* _What needs to be done_
Produce an exact copy of all the records.

* _Items from a dataset_
--- START ---

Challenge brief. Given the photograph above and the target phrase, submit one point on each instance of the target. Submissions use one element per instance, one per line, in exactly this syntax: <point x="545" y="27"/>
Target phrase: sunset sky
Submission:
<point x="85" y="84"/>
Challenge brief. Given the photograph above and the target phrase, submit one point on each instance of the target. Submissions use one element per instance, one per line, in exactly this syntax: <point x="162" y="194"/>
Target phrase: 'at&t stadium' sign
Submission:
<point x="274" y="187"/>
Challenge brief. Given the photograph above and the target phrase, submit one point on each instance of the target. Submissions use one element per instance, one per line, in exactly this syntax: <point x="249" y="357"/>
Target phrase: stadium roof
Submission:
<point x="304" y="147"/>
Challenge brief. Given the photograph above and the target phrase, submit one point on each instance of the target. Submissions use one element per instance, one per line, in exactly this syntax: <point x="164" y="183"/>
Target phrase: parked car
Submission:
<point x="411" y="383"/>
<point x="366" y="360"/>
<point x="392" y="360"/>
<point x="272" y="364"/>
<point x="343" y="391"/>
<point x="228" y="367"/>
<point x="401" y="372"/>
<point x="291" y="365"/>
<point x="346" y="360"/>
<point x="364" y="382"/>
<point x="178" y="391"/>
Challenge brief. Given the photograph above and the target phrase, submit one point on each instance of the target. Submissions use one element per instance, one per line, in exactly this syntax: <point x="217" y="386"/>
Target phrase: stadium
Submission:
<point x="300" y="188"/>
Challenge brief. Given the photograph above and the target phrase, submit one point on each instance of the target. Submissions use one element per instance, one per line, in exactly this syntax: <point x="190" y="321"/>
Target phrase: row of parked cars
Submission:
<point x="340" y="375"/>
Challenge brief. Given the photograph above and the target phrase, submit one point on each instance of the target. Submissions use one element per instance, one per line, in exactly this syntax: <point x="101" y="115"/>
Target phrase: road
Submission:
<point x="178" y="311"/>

--- END ---

* _Response below_
Challenge brief. Given the photograph above and the target phrase, submit one point on each instance of the target. Submissions use one element per instance, one per line, in exactly this syntax: <point x="545" y="27"/>
Target phrase: sunset sky
Submission:
<point x="85" y="84"/>
Challenge brief. Given the photograph above and the target phrase, submit one point on each instance of the target. Submissions use one element per instance, one per line, in exactly this syntax: <point x="162" y="194"/>
Target phrase: 'at&t stadium' sign
Submission:
<point x="274" y="187"/>
Challenge brief. Given the photograph above and the target phrase, submit one point on each instance of the target. Submissions use one element per instance, one per line, in exactly this syntax: <point x="249" y="357"/>
Target phrase: stadium roof
Submission:
<point x="304" y="147"/>
Challenge brief. Given the photograph above and the target phrase, submit one point on each instance of the target. Submissions use one element per instance, one per line, in exactly this syntax: <point x="164" y="183"/>
Target phrase: parked car
Submission:
<point x="411" y="383"/>
<point x="366" y="360"/>
<point x="392" y="360"/>
<point x="272" y="364"/>
<point x="343" y="391"/>
<point x="228" y="367"/>
<point x="401" y="372"/>
<point x="291" y="365"/>
<point x="346" y="360"/>
<point x="364" y="382"/>
<point x="178" y="391"/>
Challenge brief. Given the photograph above and the target phrase, submit one point on each instance of the target. Submissions use one element per instance, one per line, in exactly this syntax: <point x="217" y="386"/>
Target phrase: stadium
Submission:
<point x="300" y="188"/>
Challenge brief. Given the photograph above and the target phrase, submit one point on each instance of the target. Submissions use one element per instance, one per line, in exactly this syntax: <point x="190" y="321"/>
Target phrase: row of parked cars
Submission:
<point x="340" y="375"/>
Challenge brief. Given the photograph above and the target phrase, submit one point on each instance of the target. Submissions use one element per instance, one per line, in exactly this syntax: <point x="101" y="115"/>
Target phrase: road
Submission:
<point x="178" y="311"/>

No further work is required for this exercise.